CONSIGNE: Poursuivez le texte sur les conseils d'économie d'énergie à la suite de sa dernière phrase.

Pas peur du ridicule

Autant de bons conseils qui nous forcent à faire un constat clair: face aux enjeux de taille, les dirigeants ne craignent plus d’assumer un certain ridicule en se substituant aux cadres familiaux, où se passaient naguère ces savoirs. «Ces conseils me font rire dans la mesure où les plus généraux invitent à faire ce que les vieux de mon genre font, s’amuse d’ailleurs Suzette Sandoz, ancienne Conseillère nationale libérale. Cuire avec un couvercle, faire bouillir l’eau dans une bouilloire plutôt que dans une casserole, éteindre la lumière systématiquement, se doucher plutôt que se baigner.» Là où l’affaire devient moins amusante, c’est quand Berne menace de manier le bâton, pardon, de faire recours à un «appel plus pressant», dans le langage du Conseiller fédéral Guy Parmelin. Il est ainsi prévu que, si le volontarisme ne suffit pas, les Cantons se muent en policiers de la consommation d’énergie dans les ménages, pour éviter notamment que ces derniers soient chauffés au-delà de 19 degrés. «Ce qui est sûr, c’est qu’une surveillance dans les maisons individuelles serait irréalisable, conclut Suzette Sandoz. Ce sont les éventuels modes de surveillance qui m’inquièteront.»

JEU DE DONNÉES:
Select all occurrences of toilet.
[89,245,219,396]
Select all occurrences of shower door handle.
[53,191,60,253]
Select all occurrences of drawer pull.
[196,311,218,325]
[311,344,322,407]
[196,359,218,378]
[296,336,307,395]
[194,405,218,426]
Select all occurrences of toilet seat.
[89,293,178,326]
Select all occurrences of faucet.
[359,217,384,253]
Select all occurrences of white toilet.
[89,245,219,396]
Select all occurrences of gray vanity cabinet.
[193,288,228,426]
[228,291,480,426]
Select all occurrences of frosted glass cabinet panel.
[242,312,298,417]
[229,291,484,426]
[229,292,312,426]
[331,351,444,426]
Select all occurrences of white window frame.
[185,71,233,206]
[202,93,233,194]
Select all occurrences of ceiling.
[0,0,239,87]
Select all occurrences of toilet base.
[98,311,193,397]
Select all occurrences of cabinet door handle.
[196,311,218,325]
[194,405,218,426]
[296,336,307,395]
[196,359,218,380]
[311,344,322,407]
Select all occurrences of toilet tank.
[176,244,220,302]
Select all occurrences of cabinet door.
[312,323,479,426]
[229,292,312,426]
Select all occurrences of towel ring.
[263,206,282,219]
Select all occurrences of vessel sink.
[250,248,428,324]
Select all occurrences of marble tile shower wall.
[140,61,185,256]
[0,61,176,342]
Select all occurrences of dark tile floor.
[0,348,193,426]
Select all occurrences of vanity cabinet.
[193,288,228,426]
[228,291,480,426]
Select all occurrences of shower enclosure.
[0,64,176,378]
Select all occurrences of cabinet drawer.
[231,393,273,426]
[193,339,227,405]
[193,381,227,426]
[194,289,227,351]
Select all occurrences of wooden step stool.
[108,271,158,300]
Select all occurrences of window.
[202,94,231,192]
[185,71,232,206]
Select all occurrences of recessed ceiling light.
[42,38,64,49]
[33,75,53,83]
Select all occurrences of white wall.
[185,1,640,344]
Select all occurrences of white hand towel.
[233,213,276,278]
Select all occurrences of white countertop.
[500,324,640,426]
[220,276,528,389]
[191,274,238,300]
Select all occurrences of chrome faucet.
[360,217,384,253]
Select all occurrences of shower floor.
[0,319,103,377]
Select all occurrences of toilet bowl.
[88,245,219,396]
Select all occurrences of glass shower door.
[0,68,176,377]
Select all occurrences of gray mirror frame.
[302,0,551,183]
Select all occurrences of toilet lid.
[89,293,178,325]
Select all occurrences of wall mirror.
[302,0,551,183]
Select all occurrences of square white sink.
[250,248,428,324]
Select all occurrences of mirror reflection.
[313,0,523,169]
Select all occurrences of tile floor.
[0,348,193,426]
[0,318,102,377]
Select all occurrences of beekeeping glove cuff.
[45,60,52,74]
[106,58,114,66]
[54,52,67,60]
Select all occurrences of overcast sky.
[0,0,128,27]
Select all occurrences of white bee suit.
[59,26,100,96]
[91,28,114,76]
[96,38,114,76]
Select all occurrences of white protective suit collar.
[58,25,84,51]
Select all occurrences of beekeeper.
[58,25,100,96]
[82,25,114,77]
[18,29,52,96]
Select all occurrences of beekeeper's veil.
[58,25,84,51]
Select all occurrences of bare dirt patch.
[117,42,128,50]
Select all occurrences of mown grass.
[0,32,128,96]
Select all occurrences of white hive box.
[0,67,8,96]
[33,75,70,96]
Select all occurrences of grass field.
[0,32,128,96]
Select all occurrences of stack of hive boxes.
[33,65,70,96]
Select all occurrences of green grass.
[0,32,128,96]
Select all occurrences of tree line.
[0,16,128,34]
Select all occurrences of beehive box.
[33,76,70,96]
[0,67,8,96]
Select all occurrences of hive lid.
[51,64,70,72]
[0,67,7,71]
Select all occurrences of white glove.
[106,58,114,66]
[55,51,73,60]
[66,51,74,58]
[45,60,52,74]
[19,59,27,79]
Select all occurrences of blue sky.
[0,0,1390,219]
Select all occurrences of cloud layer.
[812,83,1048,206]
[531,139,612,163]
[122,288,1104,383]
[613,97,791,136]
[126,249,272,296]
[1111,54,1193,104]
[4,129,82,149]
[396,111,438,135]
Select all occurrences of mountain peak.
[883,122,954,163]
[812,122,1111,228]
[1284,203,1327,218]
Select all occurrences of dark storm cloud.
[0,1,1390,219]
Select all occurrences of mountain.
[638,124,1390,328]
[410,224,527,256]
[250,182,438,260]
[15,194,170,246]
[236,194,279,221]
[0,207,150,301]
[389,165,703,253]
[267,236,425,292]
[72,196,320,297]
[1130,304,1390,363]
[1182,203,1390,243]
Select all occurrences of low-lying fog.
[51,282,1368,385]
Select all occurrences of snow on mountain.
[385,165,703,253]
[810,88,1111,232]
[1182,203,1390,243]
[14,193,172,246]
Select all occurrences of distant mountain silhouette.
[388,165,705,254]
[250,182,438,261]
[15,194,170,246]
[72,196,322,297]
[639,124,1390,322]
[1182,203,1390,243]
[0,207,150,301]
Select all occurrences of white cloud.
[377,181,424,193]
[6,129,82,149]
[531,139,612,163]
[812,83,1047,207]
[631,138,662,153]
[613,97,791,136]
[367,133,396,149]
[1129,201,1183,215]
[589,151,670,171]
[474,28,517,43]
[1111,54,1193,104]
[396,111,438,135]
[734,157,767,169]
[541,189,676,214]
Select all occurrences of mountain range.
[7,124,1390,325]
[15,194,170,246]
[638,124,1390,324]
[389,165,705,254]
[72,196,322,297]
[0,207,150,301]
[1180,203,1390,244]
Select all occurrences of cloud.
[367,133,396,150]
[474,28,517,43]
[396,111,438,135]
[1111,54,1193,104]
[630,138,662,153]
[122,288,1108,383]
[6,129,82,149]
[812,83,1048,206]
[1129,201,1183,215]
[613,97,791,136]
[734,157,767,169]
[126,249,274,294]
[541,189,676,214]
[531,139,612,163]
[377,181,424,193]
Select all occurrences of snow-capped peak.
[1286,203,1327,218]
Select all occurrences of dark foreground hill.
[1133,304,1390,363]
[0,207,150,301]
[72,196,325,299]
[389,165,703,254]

RÉSULTAT DE L'EXERCICE:
Un héritage en question

Co-fondateur du Mouvement Fédératif Romand, né de l’opposition à la loi Covid, Daniel Rousseau va encore plus loin. Pour lui, cette façon d’agiter la carotte et le bâton est un héritage clair de la gestion de la pandémie: «La recette est assez simple: il faut agiter le drapeau de la peur sur nos libertés en décrivant le pire. Dans un second temps, on annonce au peuple que c’est moins pire que prévu pour le convaincre qu’il doit accepter aujourd’hui ce qu’il aurait refusé hier. Ce concept s’appelle ʻla soumission librement consentieʼ et il est largement utilisé dans la vente.» Une illusion démocratique qui le conduit à la question suivante: «La manipulation psychologique pour le bien commun est-elle justifiée?»

«Ces conseils me font rire dans la mesure où les plus généraux invitent à faire ce que les vieux de mon genre font.»

Suzette Sandoz, ancienne Conseillère nationale libérale


Président du groupe Ensemble à Gauche au Conseil communal de Lausanne, Johann Dupuis tempère: certes, l’approche a été utilisée pour le Covid, mais non, elle n’a pas été inventée pour lui. Il s’agirait en réalité d’un héritage néolibéral de l’ère Thatcher-Reagan, dans les années 80: «L’état ne doit plus réglementer ni même réguler, mais informer, conseiller voire tout au plus inciter à». Une posture qui le pousse à invoquer la possibilité d’interdictions uniquement en cas de crise grave, ou «comme une espèce d’épée de Damoclès qui interviendrait seulement pour venir trancher une main invisible éventuellement égarée».
Un nouveau mode de «management» des peuples qui, quelle que soit son origine, laisse ouverte une question fondamentale: combien de temps un peuple unifié par le désir de liberté acceptera-t-il de se laisser mener avec une carotte et un bâton, à la manière des ânes?